- **To do**
Go through the items below and copy out each line that contains the word "catenary".

— begin Supplied data —

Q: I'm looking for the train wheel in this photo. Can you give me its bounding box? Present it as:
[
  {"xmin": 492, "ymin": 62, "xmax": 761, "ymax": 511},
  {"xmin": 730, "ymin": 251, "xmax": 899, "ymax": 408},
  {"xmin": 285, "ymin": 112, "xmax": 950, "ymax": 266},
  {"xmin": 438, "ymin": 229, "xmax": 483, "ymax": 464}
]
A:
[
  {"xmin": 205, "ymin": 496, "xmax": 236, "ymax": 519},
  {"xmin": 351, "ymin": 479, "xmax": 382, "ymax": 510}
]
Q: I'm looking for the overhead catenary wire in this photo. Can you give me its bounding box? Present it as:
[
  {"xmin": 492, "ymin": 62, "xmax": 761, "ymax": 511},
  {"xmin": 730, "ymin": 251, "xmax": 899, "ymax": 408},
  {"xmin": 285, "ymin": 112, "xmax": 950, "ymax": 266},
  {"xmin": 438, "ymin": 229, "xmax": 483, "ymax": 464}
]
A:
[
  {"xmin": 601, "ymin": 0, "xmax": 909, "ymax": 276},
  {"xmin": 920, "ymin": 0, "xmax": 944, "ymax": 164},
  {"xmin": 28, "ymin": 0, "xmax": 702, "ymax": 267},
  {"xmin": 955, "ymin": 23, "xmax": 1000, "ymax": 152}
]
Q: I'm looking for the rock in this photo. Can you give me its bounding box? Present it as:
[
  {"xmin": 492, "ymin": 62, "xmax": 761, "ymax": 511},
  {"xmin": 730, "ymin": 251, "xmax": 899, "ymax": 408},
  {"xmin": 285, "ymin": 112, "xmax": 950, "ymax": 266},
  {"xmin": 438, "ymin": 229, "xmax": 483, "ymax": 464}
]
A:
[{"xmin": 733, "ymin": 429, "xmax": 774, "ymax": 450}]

— end Supplied data —
— begin Supplied data —

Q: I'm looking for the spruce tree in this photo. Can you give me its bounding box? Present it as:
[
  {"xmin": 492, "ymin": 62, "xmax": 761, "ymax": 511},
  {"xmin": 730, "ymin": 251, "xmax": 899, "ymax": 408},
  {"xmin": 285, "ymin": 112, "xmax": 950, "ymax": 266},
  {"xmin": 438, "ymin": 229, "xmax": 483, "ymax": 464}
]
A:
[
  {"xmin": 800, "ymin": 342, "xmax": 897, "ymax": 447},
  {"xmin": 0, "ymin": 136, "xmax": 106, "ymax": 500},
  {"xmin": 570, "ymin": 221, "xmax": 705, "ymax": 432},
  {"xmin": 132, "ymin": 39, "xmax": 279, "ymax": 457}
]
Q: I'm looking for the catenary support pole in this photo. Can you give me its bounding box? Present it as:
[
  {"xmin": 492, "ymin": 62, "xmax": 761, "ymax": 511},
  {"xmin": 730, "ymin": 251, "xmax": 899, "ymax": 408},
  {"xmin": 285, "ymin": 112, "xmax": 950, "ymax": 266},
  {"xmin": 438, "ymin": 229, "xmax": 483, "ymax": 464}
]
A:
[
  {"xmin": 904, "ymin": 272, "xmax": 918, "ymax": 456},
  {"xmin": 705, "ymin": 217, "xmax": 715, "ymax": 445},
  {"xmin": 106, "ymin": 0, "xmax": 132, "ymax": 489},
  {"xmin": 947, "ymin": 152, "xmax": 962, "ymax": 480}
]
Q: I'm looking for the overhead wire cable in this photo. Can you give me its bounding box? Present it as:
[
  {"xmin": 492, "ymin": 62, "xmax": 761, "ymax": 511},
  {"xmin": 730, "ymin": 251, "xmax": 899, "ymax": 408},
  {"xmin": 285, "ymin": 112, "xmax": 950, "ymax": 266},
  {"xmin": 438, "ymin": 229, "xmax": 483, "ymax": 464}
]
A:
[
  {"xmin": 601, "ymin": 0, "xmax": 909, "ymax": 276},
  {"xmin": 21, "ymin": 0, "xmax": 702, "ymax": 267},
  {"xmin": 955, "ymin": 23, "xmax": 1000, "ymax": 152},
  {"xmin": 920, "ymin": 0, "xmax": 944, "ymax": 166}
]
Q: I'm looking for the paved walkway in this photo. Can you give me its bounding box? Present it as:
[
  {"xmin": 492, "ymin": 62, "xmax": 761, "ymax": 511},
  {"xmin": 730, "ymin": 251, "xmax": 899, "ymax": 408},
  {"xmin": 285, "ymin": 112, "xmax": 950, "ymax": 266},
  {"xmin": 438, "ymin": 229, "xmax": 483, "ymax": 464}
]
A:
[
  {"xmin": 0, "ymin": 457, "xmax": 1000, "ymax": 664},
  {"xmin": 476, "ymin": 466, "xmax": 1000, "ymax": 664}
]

— end Supplied data —
— begin Supplied data —

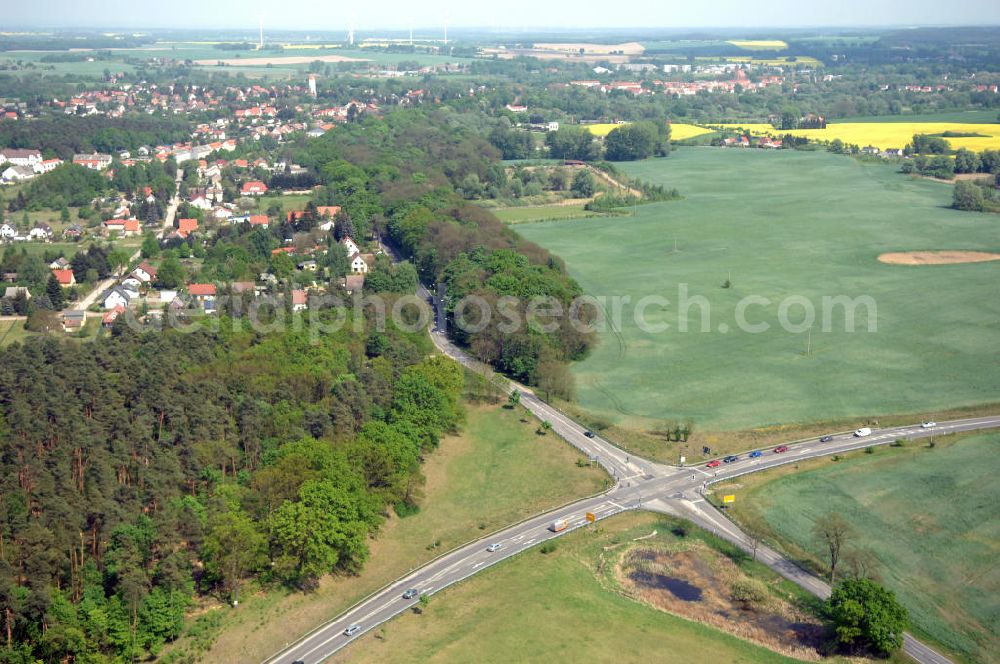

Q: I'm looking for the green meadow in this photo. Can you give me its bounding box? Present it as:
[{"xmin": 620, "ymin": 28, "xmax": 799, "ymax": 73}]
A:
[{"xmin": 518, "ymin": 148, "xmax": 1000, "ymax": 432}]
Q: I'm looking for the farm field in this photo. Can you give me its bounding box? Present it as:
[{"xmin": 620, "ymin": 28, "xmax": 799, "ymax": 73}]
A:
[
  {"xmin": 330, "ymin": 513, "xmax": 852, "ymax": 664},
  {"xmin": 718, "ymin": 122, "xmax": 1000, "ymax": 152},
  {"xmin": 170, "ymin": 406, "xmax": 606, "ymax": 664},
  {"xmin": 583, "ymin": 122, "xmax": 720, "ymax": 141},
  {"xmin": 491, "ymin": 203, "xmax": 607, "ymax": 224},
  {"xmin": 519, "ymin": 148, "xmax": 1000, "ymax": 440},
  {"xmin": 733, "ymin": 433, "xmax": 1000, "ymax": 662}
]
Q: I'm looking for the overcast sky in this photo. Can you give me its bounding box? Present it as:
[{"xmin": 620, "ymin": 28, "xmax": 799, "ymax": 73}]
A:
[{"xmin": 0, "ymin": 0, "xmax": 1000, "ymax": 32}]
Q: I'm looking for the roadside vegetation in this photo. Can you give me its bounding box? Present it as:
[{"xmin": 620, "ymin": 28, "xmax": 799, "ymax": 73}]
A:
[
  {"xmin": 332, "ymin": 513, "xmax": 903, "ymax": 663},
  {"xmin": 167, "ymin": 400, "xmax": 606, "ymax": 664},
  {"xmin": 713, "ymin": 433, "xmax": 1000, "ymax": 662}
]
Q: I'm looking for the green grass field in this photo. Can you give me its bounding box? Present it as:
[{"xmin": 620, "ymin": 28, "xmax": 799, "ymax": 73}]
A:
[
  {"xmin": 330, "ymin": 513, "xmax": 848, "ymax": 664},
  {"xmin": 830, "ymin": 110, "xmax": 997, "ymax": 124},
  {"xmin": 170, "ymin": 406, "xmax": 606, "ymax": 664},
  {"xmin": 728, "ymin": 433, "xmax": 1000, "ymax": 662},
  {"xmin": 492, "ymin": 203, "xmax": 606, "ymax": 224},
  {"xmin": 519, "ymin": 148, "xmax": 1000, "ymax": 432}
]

— end Supplied data —

- **Answer for this exercise**
Q: I'm looking for the overhead catenary wire in this photo. Can you give me its bounding box? Present it as:
Q: I'm looking for the catenary support pole in this photo. Can you give me its bounding box? Present it as:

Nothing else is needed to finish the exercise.